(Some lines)
>> start

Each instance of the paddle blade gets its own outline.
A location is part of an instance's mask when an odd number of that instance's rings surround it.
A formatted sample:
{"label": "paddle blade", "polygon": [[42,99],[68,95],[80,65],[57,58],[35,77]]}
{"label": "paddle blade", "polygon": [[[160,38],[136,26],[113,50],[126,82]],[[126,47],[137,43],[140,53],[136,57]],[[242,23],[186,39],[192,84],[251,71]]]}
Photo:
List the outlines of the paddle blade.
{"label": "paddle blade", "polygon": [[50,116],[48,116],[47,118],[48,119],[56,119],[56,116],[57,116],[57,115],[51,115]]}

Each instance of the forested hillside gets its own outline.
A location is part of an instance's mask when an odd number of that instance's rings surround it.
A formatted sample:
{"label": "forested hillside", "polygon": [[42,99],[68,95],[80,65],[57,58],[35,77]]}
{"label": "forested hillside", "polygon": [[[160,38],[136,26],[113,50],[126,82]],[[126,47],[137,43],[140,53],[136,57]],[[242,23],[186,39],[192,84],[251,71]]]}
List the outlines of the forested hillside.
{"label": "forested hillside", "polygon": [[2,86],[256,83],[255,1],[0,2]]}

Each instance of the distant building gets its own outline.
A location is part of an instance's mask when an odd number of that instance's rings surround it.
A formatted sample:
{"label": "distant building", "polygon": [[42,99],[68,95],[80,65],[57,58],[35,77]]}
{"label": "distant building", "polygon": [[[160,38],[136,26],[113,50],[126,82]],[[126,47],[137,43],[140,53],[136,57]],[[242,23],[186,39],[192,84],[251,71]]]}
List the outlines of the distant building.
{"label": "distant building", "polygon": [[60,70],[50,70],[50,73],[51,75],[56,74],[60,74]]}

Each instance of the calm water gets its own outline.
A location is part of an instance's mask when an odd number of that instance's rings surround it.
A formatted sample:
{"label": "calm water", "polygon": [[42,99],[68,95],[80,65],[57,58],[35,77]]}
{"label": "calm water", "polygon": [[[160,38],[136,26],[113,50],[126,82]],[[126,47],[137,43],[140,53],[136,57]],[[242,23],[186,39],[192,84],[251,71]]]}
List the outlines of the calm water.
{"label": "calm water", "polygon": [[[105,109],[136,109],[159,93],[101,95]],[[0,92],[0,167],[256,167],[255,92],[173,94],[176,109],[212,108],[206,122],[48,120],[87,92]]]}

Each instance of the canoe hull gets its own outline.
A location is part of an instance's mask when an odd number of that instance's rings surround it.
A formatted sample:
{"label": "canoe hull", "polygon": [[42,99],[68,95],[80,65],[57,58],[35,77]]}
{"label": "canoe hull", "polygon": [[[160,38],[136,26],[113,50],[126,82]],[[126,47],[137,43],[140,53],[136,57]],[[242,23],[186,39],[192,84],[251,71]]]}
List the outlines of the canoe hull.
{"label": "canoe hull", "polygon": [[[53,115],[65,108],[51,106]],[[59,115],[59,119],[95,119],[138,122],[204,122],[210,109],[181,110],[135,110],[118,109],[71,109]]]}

>> end

What is asked:
Tally how many of the lines above contain the word "Each", and give only that number.

Expected answer:
5